La déception des prohibitionnistes influerait sur les résultats du scrutin de 1905, mais pour l’heure, un autre problème occupait les esprits : les accusations de fraude électorale. Sous Mowat et Hardy, l’Ontario Libéral Association dirigeait un appareil qui réussissait à convaincre les électeurs d’aller voter et aidait les libéraux à garder le pouvoir. Dans les années 1890, cet appareil commença à avoir des ratés. Whitney eut l’habileté de placer la corruption au cœur des débats politiques en protestant inlassablement contre les irrégularités. À la suite d’accusations portées au sujet de l’élection dans Elgin West en 1898, Ross forma une commission d’enquête peu après avoir assumé la fonction de premier ministre. Les commissaires découvrirent que les bulletins de vote avaient été brûlés, ce qui semblait cacher quelque chose de louche. Les accusations portées le 11 mars 1903 par Robert Roswell Gamey, député conservateur de Manitoulin, furent plus dommageables. Après le scrutin de 1902, dit Gamey, un organisateur libéral lui avait offert de l’argent et la distribution des faveurs dans sa circonscription en échange de son appui au gouvernement. Gamey aurait reçu une somme au bureau attenant à celui du secrétaire de la province, Stratton. Bien qu’une commission royale d’enquête formée par Ross ait semé des doutes sur le témoignage de Gamey et exonéré Stratton de tout blâme, les pressions ne se relâchèrent pas. En septembre 1904, au cours d’un procès sur des accusations relatives à l’élection partielle de 1903 dans Saint-Sainte-Marie, on apprit que le vainqueur libéral avait reçu une aide illégale de la part d’une société de Francis Henry Clergue, l’Algoma Central Railway Company. Un vapeur de l’entreprise avait transporté 20 habitants du Michigan pour qu’ils aillent voter sous le nom de mineurs décédés ou absents. Prévenu de ce complot, le candidat conservateur s’était plaint au procureur général Gibson, qui n’avait rien fait.

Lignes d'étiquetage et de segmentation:
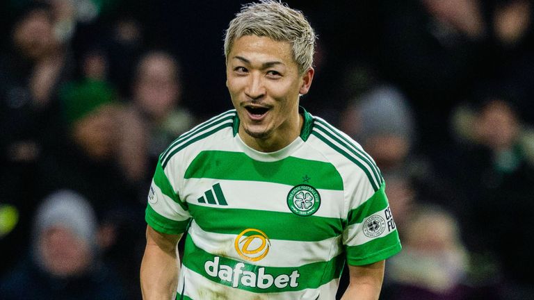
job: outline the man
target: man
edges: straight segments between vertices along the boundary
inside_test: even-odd
[[[400,250],[380,171],[359,146],[299,107],[315,35],[300,12],[245,6],[225,53],[235,110],[160,156],[147,208],[146,299],[376,299]],[[176,244],[187,231],[183,262]]]

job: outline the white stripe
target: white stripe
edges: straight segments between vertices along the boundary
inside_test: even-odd
[[[212,123],[216,123],[220,119],[224,119],[225,117],[228,117],[229,115],[232,115],[232,113],[225,113],[225,114],[220,115],[220,116],[216,117],[213,118],[213,121]],[[223,122],[222,123],[218,123],[216,125],[210,124],[209,126],[207,126],[205,128],[202,129],[202,131],[198,131],[197,133],[195,133],[195,131],[197,130],[197,127],[200,128],[200,126],[204,126],[204,124],[208,124],[209,122],[209,121],[208,121],[208,122],[205,122],[204,124],[202,124],[200,125],[197,126],[196,127],[193,128],[191,131],[189,131],[187,133],[184,133],[183,135],[183,137],[186,136],[188,134],[189,134],[189,133],[194,133],[194,134],[191,134],[190,136],[188,136],[187,138],[179,138],[178,140],[177,140],[176,141],[173,142],[172,144],[171,145],[171,147],[169,147],[169,149],[165,151],[165,155],[161,158],[162,158],[162,161],[165,161],[165,160],[167,160],[169,156],[170,155],[170,153],[176,148],[179,147],[181,145],[183,145],[184,144],[185,144],[187,142],[193,140],[193,138],[197,137],[198,135],[202,135],[203,133],[205,133],[209,131],[210,130],[213,129],[216,126],[218,127],[218,126],[221,126],[222,124],[228,124],[228,123],[233,123],[234,120],[232,119],[230,119],[226,120],[226,121],[225,121],[225,122]]]
[[[354,159],[355,159],[356,160],[359,161],[359,162],[362,164],[362,166],[363,166],[363,167],[365,168],[365,169],[366,169],[366,170],[369,172],[369,174],[371,175],[371,178],[372,178],[373,181],[375,183],[375,184],[376,185],[376,186],[377,186],[378,188],[380,188],[380,182],[379,182],[379,181],[377,181],[377,178],[376,178],[376,177],[375,177],[375,175],[374,175],[374,173],[373,173],[373,169],[371,169],[371,167],[370,167],[370,166],[369,165],[369,164],[368,164],[368,163],[366,162],[366,160],[362,160],[361,158],[359,158],[359,157],[357,157],[357,156],[356,156],[355,155],[353,154],[353,153],[351,153],[350,151],[348,151],[348,150],[346,149],[346,147],[345,147],[345,146],[344,146],[344,145],[341,145],[341,144],[339,144],[339,143],[338,143],[337,141],[335,141],[335,140],[332,140],[332,139],[330,137],[327,136],[327,135],[325,133],[324,133],[321,132],[321,131],[319,131],[319,130],[318,130],[318,129],[314,129],[314,130],[315,131],[315,132],[316,132],[317,133],[318,133],[319,135],[321,135],[321,137],[323,137],[323,138],[327,140],[328,140],[328,141],[330,141],[331,143],[334,144],[334,145],[337,146],[338,147],[339,147],[339,148],[341,148],[341,149],[345,149],[345,152],[346,152],[347,154],[348,154],[348,155],[349,155],[350,157],[353,158],[354,158]],[[362,172],[363,172],[363,170],[362,170]],[[365,175],[366,175],[366,174],[365,174]]]
[[[148,203],[156,212],[175,221],[185,221],[191,217],[188,212],[184,210],[179,204],[161,192],[161,190],[154,181],[152,187],[155,192],[154,200],[149,200]]]
[[[184,294],[195,300],[332,300],[335,299],[339,281],[339,279],[334,279],[317,289],[278,293],[254,293],[216,283],[182,265],[177,292],[181,292],[182,287],[184,287]]]
[[[267,255],[261,260],[250,262],[240,256],[235,249],[237,235],[207,232],[194,221],[191,222],[189,234],[197,247],[210,253],[264,267],[297,267],[329,261],[343,251],[341,235],[319,242],[270,239]]]
[[[218,208],[241,208],[293,213],[287,206],[287,195],[293,186],[281,183],[189,178],[186,180],[181,195],[187,202],[192,204],[211,206],[207,203],[199,203],[198,198],[204,196],[204,192],[211,190],[216,183],[220,183],[228,203],[228,206],[218,206]],[[253,197],[251,197],[251,191],[254,191]],[[321,196],[321,206],[314,216],[346,218],[342,215],[344,205],[343,191],[323,189],[318,189],[317,191]]]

▶ **VOS TÂCHES**:
1 > Selon l'extrait sur les accusations de fraude électorale en Ontario, à quelle date Robert Roswell Gamey porta-t-il ses accusations ?
2 > Poursuivez l'extrait sur les accusations de fraude électorale en Ontario à la suite de sa dernière phrase.
Les lignes ne jouent aucun rôle dans ce travail.

▶ **RÉPONSES PAR TÂCHE**:
1 > Le 11 mars 1903.

2 >
Les opinions sur la responsabilité de Ross divergeaient. Le reporter Hector Willoughby Charlesworth* le jugeait « sans malice », inconscient du « manque de scrupules [...] de son entourage » tandis que, d’après John Stephen Willison*, il participait aux machinations par désespoir. Tous deux avaient probablement raison. Sans être un homme d’appareil comme Hardy, Ross savait par expérience à quelles extrémités les organisateurs devaient parfois aller pour que leurs candidats gagnent. Il n’avait pas besoin de connaître les dessous de toutes les campagnes ; il devait tout au plus s’assurer que, à la suite des élections, on veillait à ce que les résultats controversés ne causent pas trop de dommages. Toutefois, en prévision du scrutin de janvier 1905, il dut faire maison nette : il accepta la démission de Stratton et rétrograda Gibson. En outre, une nouvelle organisation, la General Reform Association of Ontario, remplaça l’Ontario Libéral Association en novembre 1904, et le secrétaire général de cette dernière, James Vance, fut démis de se-s fonctions d’organisateur. Cependant, ni ces changements, ni l’aveu du premier ministre – « Nous avons péché, nous nous sommes repentis et nous sommes désolés » – ne permirent aux libéraux de garder le pouvoir. Les conservateurs obtinrent une majorité de 40 sièges.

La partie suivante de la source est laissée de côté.